- What needs to be done
Up to and including the line with "Target: bush", repeat every line of the listing exactly, beginning at the first.

- Excerpted records
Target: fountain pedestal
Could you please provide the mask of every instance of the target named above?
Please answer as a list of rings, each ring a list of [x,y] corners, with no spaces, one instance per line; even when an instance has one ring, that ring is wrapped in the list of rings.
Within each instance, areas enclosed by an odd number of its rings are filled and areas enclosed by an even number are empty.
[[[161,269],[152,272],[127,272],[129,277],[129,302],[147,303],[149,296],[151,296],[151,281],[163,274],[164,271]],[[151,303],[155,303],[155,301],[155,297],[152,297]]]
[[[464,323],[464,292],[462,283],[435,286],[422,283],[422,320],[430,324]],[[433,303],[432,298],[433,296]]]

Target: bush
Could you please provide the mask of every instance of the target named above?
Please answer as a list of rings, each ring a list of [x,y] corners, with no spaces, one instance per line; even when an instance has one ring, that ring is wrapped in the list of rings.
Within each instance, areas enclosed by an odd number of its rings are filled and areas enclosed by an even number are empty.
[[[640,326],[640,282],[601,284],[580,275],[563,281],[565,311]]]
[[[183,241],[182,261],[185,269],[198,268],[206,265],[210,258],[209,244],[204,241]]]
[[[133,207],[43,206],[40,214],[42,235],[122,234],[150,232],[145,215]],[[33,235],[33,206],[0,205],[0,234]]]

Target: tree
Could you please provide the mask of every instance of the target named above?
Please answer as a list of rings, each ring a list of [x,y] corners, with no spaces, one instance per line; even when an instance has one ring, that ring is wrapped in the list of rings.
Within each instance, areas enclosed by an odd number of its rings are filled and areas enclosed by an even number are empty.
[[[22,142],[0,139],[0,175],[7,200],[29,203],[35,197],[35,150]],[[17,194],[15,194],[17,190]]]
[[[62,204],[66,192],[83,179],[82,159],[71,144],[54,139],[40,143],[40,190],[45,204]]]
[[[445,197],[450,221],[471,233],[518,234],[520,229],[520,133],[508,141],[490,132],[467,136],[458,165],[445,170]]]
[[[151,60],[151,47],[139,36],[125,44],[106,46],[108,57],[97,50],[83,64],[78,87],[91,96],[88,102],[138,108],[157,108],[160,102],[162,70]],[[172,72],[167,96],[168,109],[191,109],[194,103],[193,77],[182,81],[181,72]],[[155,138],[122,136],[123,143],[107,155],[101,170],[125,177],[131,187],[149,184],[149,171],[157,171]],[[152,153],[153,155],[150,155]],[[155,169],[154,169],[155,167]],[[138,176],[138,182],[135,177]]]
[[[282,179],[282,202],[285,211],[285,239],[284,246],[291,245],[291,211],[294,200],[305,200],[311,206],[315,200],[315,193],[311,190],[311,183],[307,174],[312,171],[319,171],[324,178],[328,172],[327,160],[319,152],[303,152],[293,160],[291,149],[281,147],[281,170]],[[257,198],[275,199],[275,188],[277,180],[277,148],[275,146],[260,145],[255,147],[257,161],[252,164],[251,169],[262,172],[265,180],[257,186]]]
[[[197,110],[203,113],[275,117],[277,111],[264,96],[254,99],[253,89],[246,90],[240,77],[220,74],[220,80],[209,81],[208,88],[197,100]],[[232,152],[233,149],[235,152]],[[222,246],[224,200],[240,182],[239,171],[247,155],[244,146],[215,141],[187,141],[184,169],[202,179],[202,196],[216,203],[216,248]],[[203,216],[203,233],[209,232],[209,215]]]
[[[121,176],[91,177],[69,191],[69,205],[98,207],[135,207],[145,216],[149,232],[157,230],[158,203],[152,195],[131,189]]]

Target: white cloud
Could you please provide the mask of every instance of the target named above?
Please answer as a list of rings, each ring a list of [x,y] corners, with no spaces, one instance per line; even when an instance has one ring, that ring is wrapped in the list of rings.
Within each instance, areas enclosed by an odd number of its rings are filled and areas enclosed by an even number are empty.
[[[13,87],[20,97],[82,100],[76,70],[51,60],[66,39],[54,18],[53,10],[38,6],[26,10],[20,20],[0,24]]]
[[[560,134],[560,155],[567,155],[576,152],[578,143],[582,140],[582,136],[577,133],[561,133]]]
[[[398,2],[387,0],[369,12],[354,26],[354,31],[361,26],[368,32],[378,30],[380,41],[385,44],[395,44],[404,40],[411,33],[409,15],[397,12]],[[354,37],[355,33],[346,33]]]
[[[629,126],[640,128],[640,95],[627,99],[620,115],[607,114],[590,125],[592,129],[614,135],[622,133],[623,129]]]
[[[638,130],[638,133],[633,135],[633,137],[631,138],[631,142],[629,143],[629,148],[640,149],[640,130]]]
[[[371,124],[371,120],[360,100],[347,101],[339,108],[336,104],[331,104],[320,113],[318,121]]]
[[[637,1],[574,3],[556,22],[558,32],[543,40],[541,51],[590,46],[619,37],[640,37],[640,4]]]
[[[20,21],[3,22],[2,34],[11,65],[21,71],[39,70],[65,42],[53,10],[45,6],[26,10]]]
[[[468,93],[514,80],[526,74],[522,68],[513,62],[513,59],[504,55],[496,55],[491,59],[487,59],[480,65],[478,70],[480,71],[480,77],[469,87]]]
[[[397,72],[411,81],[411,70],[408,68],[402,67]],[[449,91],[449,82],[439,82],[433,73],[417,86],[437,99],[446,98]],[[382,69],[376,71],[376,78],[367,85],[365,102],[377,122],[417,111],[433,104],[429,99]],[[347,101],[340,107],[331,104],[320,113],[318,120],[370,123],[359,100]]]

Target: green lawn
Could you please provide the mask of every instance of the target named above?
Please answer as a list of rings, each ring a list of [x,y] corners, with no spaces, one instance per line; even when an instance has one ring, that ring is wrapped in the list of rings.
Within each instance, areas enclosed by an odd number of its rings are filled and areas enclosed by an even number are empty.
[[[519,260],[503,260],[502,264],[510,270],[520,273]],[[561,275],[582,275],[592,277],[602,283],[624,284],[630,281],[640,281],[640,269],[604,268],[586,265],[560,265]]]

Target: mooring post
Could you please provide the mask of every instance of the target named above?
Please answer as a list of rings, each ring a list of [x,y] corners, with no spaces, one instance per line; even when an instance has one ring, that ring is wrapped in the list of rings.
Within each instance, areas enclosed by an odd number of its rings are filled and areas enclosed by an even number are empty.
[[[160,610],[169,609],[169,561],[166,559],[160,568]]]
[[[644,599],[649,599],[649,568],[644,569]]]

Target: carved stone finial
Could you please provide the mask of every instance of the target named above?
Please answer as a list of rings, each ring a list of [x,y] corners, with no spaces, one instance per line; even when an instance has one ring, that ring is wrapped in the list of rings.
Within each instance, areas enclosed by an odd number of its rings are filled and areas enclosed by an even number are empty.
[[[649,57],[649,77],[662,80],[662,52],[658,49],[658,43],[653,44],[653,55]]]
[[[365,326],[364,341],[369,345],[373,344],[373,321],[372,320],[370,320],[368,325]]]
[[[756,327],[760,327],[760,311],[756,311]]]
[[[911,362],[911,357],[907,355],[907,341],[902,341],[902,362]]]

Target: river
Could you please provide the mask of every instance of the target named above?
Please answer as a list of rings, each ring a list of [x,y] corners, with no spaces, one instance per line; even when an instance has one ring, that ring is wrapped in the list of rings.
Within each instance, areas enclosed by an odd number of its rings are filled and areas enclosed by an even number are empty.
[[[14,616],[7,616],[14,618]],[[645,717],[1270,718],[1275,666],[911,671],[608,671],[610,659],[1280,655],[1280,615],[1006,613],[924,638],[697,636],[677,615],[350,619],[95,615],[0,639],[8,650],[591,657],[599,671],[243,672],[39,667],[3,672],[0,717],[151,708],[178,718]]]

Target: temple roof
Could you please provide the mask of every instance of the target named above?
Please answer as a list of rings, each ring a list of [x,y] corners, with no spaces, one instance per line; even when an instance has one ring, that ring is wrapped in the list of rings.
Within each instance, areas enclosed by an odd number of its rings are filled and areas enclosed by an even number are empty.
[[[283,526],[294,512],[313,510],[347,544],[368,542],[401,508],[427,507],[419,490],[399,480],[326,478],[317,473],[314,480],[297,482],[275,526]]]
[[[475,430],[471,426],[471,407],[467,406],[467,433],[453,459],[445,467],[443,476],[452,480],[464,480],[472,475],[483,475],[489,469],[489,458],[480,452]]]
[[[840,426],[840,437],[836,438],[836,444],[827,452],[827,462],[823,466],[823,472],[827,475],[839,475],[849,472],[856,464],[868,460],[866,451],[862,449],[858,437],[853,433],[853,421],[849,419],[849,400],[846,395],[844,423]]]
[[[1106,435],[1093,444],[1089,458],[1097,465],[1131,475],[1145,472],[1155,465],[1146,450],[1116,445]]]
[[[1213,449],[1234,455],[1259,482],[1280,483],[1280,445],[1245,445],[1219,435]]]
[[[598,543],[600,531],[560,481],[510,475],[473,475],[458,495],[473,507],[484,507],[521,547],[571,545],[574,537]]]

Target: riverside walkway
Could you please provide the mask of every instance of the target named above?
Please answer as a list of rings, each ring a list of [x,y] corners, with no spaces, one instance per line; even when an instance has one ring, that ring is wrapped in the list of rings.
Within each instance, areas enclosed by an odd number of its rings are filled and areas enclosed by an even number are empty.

- Solution to the problem
Target: fountain pedestal
Could you please provide the mask of every instance of the target named above?
Please answer as a list of rings, each ring a list of [x,y] corners, with no spaces, one instance per line; even when an instance has one ring, that ring is wrapped in the list of rings.
Within each instance, areas enclosed by an odd number of its rings are filled and areas enclosed by an even number are empty.
[[[161,269],[152,272],[127,272],[129,277],[129,302],[147,303],[149,296],[151,296],[151,281],[163,274],[164,271]],[[151,303],[155,303],[155,301],[155,297],[152,297]]]
[[[464,323],[464,292],[462,283],[435,286],[422,283],[422,320],[430,324]],[[433,303],[432,298],[433,296]]]

Target: bush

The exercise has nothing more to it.